• Excerpted passage:
◇ ◇ ◇ ◇ ◇ ◇ ◇

Woman paid $1.1M in invasive search lawsuit

MGN Online
Monday, July 7, 2014 - 3:54pm

A New Mexico woman has been paid $1.1 million after reaching a settlement with University Medical Center of El Paso and two Texas Tech University physicians, according to the woman's attorneys with the ACLU of New Mexico and Texas.

The lawsuit, dismissed today after the settlement was reached in May, stems from accusations over invasive body cavity searches performed on the 54-year-old woman that began with Customs and Border Protection Office of Field Operations officers at the Paso del Norte International Bridge, and eventually moved to the hospital.

UMC leaders say the hospital paid $125,000, Texas Tech paid $500,000, and the insurance carrier, National Union National Union Fire Insurance Company, paid $475,000.

As we reported, the hospital also reviewed and changed hospital policy in regards to the treatment suspects being brought in to the hospital.

A drug-sniffing K9 unit with CBP alerted to the presence of narcotics on the woman, which led to a series of searches including a strip-search, an observed bowel movement, X-ray, speculum exam, rectal exam, vaginal exam, and a CT scan, all conducted without a warrant.

◇ ◇ ◇ ◇ ◇ ◇ ◇

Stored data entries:

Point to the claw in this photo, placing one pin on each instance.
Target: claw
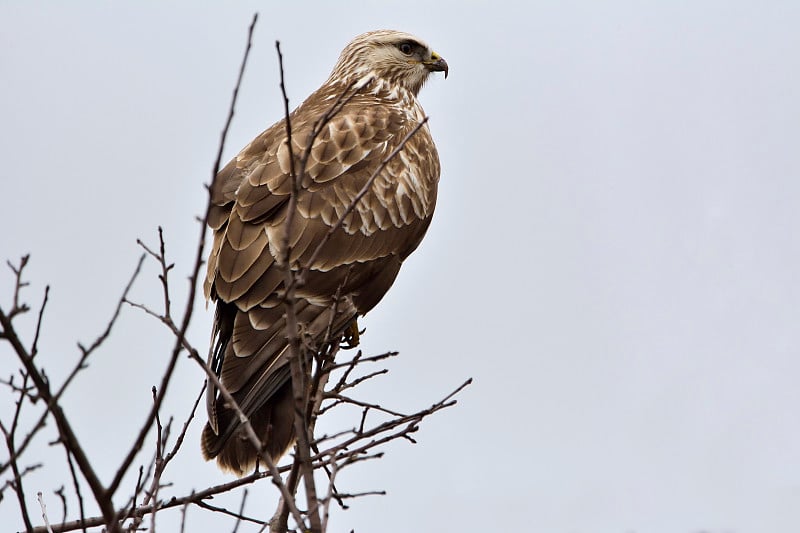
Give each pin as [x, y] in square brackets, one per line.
[351, 336]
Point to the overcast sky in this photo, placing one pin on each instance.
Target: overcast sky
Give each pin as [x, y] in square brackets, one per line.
[614, 258]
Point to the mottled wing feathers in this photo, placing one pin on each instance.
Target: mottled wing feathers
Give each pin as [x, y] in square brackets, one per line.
[356, 263]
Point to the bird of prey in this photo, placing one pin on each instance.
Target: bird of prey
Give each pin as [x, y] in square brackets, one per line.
[375, 84]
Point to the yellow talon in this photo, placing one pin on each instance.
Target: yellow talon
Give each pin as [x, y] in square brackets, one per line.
[351, 337]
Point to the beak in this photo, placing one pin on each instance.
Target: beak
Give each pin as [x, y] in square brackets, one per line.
[437, 64]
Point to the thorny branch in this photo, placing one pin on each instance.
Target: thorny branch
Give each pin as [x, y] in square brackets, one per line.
[321, 384]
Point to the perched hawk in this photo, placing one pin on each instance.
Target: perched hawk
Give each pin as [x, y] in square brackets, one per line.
[379, 74]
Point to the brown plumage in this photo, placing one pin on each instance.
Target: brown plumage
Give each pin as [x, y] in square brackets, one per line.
[383, 70]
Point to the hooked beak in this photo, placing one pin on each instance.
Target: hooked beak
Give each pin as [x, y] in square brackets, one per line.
[437, 64]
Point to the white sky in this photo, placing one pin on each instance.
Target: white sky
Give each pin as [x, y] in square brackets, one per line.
[614, 257]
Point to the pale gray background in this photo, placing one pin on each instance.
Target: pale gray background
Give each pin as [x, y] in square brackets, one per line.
[614, 257]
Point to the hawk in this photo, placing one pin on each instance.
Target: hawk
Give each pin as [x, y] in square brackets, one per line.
[375, 85]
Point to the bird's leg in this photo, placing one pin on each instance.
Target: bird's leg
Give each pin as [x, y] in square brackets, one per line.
[351, 337]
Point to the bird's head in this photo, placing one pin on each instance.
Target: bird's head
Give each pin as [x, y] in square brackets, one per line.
[393, 56]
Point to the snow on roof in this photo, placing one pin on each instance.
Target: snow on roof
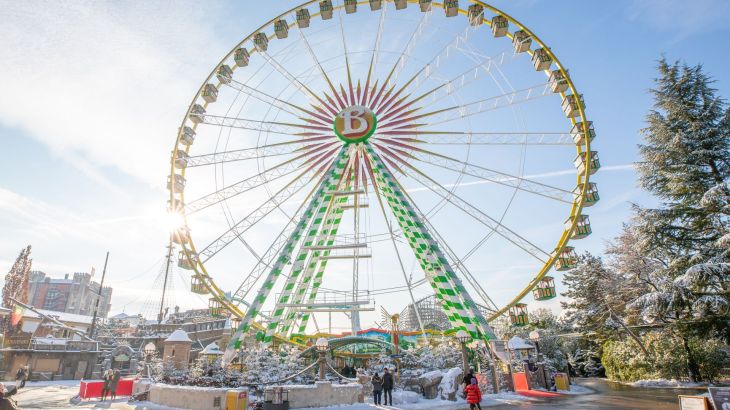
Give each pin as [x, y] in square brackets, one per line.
[517, 343]
[212, 349]
[178, 336]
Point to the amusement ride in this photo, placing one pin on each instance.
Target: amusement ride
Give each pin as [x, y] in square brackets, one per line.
[348, 151]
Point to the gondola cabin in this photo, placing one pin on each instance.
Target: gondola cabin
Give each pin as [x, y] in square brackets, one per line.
[325, 9]
[187, 136]
[215, 308]
[518, 315]
[593, 163]
[500, 26]
[591, 196]
[558, 82]
[545, 289]
[281, 29]
[541, 59]
[241, 56]
[210, 93]
[184, 262]
[197, 113]
[582, 227]
[197, 285]
[476, 14]
[572, 105]
[451, 7]
[177, 182]
[261, 41]
[181, 159]
[224, 74]
[425, 5]
[350, 6]
[521, 41]
[181, 235]
[579, 136]
[303, 18]
[566, 259]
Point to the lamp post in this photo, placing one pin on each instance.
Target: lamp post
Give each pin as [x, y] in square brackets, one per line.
[463, 338]
[322, 346]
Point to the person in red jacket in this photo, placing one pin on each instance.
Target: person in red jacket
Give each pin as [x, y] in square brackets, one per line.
[473, 395]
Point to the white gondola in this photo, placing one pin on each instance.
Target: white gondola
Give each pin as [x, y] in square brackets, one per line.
[591, 196]
[350, 6]
[579, 137]
[197, 113]
[451, 7]
[500, 26]
[177, 182]
[572, 105]
[325, 9]
[241, 56]
[425, 5]
[224, 74]
[181, 159]
[210, 93]
[303, 18]
[476, 14]
[593, 165]
[187, 136]
[541, 59]
[261, 41]
[521, 41]
[558, 82]
[281, 29]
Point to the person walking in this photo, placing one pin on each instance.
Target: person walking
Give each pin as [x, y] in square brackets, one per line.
[473, 395]
[377, 382]
[388, 387]
[116, 375]
[21, 376]
[106, 387]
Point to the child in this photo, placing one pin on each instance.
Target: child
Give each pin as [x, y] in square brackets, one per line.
[473, 395]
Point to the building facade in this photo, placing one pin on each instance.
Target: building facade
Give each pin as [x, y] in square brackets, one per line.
[75, 295]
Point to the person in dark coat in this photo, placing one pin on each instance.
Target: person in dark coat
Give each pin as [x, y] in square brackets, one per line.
[21, 376]
[377, 382]
[473, 395]
[388, 387]
[115, 382]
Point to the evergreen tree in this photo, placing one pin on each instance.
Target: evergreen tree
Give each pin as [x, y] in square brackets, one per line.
[17, 287]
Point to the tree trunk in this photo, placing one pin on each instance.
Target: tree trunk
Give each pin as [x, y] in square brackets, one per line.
[693, 370]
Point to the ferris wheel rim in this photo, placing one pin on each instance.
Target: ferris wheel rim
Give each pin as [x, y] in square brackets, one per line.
[576, 209]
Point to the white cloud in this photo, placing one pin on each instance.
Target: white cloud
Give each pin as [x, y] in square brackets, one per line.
[103, 83]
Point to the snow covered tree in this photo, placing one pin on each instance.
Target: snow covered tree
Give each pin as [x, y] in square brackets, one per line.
[17, 287]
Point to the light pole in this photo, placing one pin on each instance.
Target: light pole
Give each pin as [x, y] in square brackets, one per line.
[463, 338]
[322, 346]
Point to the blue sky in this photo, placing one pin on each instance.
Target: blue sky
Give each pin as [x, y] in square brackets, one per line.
[93, 94]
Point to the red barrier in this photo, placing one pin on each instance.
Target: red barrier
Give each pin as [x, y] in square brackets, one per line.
[92, 388]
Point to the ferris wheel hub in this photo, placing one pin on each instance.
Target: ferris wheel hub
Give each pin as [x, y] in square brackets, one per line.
[355, 123]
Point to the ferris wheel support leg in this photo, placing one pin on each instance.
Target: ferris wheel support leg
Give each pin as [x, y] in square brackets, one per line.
[251, 313]
[457, 303]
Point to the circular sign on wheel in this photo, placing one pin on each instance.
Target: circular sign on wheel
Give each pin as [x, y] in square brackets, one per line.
[355, 123]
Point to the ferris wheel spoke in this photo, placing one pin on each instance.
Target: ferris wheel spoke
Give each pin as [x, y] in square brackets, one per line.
[264, 151]
[478, 138]
[459, 203]
[486, 174]
[284, 128]
[277, 171]
[271, 100]
[458, 112]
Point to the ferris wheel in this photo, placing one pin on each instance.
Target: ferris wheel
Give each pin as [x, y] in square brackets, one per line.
[352, 152]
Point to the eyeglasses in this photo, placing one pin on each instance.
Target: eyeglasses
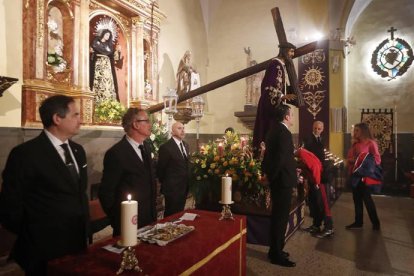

◇ ◇ ◇ ◇ ◇ ◇ ◇

• Exercise brief:
Quote the passage from the article on the invasive search settlement from "Woman paid $1.1M" up to and including "Company, paid $475,000.". The records were taken from a separate source.

• Result for this task:
Woman paid $1.1M in invasive search lawsuit

MGN Online
Monday, July 7, 2014 - 3:54pm

A New Mexico woman has been paid $1.1 million after reaching a settlement with University Medical Center of El Paso and two Texas Tech University physicians, according to the woman's attorneys with the ACLU of New Mexico and Texas.

The lawsuit, dismissed today after the settlement was reached in May, stems from accusations over invasive body cavity searches performed on the 54-year-old woman that began with Customs and Border Protection Office of Field Operations officers at the Paso del Norte International Bridge, and eventually moved to the hospital.

UMC leaders say the hospital paid $125,000, Texas Tech paid $500,000, and the insurance carrier, National Union National Union Fire Insurance Company, paid $475,000.